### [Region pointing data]
++++++

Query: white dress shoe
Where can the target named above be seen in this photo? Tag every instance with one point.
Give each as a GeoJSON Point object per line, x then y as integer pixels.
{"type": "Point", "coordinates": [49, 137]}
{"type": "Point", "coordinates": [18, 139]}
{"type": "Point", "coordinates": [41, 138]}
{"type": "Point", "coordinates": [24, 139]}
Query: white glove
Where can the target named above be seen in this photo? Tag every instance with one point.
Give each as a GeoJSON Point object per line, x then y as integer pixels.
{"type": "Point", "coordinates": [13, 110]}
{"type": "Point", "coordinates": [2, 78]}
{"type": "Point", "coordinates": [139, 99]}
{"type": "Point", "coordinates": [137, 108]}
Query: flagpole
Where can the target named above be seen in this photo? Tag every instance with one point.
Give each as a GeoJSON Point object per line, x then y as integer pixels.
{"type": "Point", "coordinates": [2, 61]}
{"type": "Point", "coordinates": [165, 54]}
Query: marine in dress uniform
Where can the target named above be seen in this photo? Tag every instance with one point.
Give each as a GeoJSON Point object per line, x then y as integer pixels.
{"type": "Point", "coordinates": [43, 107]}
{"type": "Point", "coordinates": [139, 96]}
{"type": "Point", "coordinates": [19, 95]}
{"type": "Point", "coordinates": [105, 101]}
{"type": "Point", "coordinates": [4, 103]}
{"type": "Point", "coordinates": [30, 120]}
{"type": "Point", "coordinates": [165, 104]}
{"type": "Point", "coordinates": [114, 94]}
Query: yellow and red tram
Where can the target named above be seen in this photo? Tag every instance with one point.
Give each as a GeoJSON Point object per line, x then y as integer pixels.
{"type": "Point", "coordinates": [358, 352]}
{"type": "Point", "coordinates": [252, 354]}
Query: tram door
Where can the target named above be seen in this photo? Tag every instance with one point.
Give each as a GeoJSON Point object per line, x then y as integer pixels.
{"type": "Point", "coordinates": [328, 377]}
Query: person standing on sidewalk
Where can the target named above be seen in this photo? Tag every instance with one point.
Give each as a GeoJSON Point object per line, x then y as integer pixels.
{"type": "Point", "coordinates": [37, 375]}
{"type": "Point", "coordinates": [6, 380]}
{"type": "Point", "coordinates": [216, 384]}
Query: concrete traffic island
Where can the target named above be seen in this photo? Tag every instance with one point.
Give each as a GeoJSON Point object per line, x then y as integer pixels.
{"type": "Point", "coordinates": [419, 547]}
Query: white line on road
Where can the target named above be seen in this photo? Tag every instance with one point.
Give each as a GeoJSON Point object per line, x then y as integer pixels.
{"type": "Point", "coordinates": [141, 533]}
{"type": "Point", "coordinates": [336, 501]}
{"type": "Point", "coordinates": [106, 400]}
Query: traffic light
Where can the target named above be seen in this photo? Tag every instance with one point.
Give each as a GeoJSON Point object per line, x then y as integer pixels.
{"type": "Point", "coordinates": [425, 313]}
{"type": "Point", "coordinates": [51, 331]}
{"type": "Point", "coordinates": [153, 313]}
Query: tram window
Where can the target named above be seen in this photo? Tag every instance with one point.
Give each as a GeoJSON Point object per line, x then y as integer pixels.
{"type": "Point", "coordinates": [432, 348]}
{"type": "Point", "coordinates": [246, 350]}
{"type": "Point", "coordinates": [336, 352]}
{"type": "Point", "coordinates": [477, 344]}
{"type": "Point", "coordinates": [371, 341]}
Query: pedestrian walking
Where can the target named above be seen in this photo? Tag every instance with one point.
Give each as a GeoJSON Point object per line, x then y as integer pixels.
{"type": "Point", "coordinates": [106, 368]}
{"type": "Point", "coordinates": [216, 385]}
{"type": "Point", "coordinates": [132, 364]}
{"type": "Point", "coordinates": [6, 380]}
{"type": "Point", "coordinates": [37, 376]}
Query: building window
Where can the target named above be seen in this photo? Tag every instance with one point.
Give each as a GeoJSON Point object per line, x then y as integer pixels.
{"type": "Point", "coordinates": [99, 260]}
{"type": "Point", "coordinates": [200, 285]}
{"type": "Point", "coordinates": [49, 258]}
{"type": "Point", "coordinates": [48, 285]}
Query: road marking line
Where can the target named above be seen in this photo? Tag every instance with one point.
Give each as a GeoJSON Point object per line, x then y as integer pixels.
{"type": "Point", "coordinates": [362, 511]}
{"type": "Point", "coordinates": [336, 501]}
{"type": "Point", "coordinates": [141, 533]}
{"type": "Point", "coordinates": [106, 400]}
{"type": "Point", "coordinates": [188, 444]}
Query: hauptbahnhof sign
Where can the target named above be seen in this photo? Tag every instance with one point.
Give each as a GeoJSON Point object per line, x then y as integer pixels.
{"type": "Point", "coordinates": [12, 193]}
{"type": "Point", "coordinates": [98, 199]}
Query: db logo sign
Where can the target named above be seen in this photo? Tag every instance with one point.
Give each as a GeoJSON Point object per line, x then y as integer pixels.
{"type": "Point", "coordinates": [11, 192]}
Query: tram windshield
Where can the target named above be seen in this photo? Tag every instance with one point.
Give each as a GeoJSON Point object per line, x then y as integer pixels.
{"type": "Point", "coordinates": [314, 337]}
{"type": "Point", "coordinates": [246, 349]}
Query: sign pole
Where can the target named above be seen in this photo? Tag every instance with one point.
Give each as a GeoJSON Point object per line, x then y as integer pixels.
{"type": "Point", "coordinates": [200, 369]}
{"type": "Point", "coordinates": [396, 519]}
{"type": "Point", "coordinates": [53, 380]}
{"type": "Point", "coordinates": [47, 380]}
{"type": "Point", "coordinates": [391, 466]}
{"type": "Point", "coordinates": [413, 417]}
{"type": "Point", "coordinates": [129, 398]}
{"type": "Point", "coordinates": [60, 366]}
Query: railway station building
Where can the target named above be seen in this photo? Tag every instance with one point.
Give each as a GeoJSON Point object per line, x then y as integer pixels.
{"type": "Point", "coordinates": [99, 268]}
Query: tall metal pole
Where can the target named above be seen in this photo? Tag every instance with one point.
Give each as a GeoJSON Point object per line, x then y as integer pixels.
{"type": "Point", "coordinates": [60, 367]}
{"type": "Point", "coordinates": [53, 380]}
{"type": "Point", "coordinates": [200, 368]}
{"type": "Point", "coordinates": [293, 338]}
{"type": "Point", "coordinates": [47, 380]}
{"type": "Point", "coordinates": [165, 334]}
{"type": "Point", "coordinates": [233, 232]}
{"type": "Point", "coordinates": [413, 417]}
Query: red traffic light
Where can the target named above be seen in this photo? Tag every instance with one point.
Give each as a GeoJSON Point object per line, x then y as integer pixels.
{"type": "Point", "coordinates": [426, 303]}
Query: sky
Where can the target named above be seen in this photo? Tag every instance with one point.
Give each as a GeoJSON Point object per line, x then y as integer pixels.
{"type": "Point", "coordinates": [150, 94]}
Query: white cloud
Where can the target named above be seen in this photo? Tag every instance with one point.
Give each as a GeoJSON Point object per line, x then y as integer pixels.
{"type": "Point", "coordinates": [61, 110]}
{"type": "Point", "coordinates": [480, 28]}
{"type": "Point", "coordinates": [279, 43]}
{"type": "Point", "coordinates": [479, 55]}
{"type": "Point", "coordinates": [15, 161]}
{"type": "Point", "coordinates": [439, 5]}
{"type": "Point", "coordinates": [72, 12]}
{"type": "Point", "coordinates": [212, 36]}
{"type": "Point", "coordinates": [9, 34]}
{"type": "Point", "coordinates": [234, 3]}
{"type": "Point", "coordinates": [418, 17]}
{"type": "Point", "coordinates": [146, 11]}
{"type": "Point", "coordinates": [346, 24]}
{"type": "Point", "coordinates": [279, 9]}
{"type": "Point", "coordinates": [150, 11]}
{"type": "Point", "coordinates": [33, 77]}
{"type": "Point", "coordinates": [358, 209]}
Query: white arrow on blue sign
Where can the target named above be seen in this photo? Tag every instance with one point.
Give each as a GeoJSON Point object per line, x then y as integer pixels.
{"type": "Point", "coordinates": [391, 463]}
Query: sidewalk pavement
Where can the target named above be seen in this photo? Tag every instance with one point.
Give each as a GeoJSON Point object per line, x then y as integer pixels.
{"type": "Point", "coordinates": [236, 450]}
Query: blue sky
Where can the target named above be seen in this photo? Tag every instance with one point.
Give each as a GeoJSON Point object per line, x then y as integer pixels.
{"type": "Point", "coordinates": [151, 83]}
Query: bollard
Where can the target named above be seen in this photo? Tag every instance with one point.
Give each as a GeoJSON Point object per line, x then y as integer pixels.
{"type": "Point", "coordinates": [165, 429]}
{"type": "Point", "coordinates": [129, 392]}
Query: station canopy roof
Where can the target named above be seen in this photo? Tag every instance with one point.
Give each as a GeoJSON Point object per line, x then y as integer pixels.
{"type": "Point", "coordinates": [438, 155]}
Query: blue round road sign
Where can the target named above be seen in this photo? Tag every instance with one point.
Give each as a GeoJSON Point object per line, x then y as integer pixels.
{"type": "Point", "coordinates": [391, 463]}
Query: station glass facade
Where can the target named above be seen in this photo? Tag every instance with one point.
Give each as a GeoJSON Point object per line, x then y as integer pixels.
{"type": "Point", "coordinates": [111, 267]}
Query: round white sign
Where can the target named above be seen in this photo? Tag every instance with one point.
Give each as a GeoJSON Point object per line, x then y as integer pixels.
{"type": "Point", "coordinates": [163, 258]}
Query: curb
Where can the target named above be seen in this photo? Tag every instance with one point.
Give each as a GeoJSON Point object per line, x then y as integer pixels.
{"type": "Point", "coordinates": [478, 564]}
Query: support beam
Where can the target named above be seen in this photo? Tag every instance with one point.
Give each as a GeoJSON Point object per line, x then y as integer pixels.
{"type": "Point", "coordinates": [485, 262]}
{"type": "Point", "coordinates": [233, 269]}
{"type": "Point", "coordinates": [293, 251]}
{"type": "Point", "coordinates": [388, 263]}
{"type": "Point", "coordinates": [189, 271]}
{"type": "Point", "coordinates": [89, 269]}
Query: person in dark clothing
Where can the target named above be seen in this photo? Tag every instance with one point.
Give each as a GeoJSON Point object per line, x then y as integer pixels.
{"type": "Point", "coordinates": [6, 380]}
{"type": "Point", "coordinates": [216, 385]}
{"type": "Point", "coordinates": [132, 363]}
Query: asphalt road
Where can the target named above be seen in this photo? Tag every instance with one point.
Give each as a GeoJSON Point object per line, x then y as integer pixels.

++++++

Your answer should consist only of the count of lines in the data that contain "blue".

3